◆ **Data excerpts**

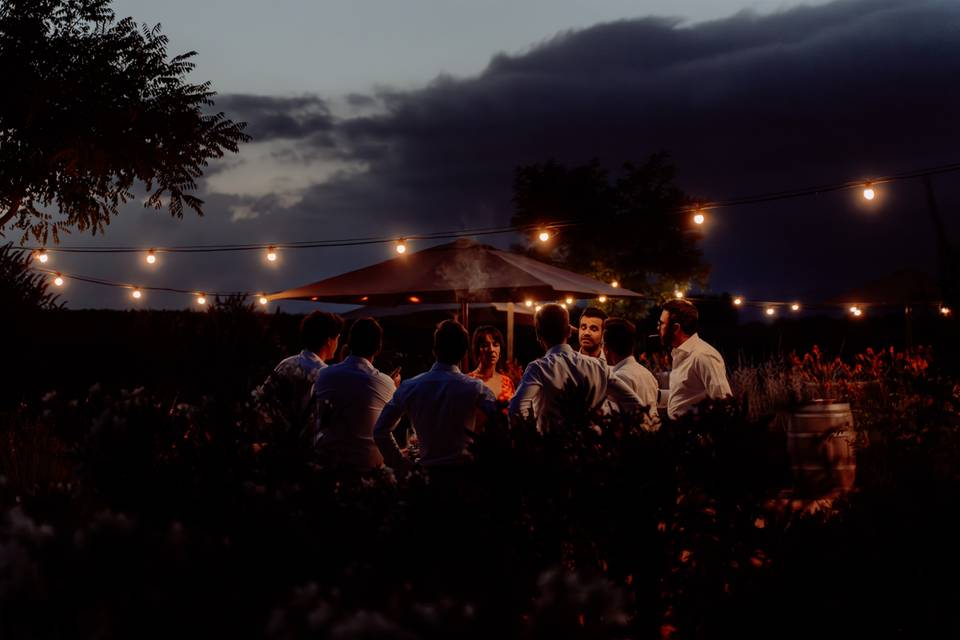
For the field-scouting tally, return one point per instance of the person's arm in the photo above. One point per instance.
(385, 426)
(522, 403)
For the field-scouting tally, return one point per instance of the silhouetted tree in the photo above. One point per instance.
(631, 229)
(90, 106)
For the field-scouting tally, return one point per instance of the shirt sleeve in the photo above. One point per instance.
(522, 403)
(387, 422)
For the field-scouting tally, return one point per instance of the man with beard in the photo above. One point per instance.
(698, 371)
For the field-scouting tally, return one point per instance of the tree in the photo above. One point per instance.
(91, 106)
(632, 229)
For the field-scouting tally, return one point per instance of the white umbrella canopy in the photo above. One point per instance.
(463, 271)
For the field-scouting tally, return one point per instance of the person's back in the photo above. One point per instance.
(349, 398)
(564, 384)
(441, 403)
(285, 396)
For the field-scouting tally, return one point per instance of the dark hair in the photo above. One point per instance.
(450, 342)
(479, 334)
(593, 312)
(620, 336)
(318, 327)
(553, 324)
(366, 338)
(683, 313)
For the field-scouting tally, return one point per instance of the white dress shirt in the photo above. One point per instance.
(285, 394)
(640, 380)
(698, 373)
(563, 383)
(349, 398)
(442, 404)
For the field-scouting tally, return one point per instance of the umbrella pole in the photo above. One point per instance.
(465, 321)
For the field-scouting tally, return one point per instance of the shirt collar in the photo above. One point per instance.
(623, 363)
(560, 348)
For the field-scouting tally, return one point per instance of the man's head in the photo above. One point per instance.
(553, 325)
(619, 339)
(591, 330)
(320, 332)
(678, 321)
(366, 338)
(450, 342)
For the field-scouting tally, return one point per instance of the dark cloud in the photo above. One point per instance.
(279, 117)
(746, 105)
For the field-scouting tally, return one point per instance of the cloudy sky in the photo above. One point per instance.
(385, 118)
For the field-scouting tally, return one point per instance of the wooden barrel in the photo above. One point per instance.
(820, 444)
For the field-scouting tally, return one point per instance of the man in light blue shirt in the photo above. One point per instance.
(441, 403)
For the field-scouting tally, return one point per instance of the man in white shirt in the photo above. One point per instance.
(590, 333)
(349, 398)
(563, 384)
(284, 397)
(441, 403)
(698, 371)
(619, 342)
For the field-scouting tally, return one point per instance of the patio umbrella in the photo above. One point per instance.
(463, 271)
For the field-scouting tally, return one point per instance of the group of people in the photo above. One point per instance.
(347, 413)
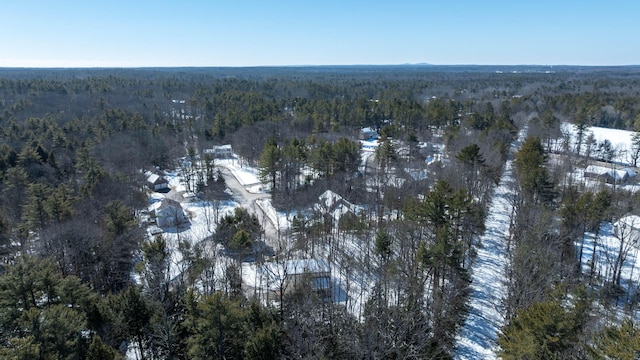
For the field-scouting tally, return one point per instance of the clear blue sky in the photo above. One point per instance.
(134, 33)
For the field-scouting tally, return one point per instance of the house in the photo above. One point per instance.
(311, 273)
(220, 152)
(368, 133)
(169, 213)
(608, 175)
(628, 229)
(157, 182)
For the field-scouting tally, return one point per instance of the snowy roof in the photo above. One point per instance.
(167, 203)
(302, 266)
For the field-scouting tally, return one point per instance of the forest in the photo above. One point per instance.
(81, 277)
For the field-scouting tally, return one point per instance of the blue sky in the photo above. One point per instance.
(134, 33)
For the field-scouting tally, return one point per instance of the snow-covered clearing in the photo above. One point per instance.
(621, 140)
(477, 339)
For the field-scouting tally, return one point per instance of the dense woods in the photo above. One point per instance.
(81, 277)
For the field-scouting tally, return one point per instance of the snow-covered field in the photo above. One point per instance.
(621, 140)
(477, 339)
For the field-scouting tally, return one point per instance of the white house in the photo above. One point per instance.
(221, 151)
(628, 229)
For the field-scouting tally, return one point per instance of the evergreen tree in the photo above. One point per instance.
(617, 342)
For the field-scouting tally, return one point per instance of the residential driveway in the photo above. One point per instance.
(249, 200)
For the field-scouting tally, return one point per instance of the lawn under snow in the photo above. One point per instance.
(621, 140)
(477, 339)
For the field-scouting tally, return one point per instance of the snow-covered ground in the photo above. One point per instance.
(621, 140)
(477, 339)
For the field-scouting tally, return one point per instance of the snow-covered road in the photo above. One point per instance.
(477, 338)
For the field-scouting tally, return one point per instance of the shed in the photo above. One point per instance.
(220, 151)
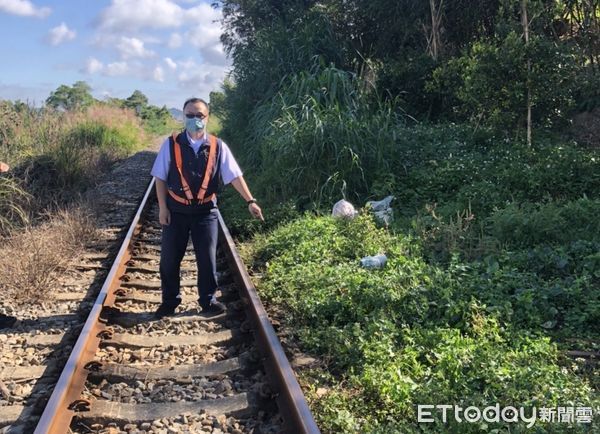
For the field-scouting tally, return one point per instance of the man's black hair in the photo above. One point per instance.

◆ **The problem**
Format the material as a Markdown table with the columns Row and Line, starting at the line that contains "the snow-covered field" and ending after the last line of the material. Number each row, skip blank lines, and leave out the pictures.

◆ **Written solution**
| Row | Line |
|---|---|
| 1 | For the field-scouting tally, return one point per instance of the snow-covered field in the photo above. One point per instance. |
| 2 | (621, 140) |
| 3 | (477, 339) |
| 4 | For the field-scouting tally, return one point per instance of the white house in the photo above. One point per instance. |
| 5 | (221, 151) |
| 6 | (628, 229) |
| 7 | For the field-scouting tally, return one point per instance of the evergreen tree in the photo above. One point per instance. |
| 8 | (617, 342) |
| 9 | For the field-scouting tally, return one point per instance of the residential driveway in the photo above. One point per instance. |
| 10 | (249, 200) |
| 11 | For the field-scouting tally, return one point per instance of the lawn under snow in the photo above. One point per instance. |
| 12 | (621, 140) |
| 13 | (477, 339) |
| 14 | For the field-scouting tally, return one point per instance of the snow-covered ground in the photo above. One point per instance. |
| 15 | (621, 140) |
| 16 | (477, 339) |
| 17 | For the field-scouting tally, return one point per instance of the snow-covered road in the photo above. One point per instance. |
| 18 | (477, 338) |
| 19 | For the field-scouting tally, return one point per instance of the shed in the photo above. One point per instance. |
| 20 | (220, 151) |
| 21 | For the field-scouting tally, return one point per instance of the man's black hair in the photo above. One point per instance. |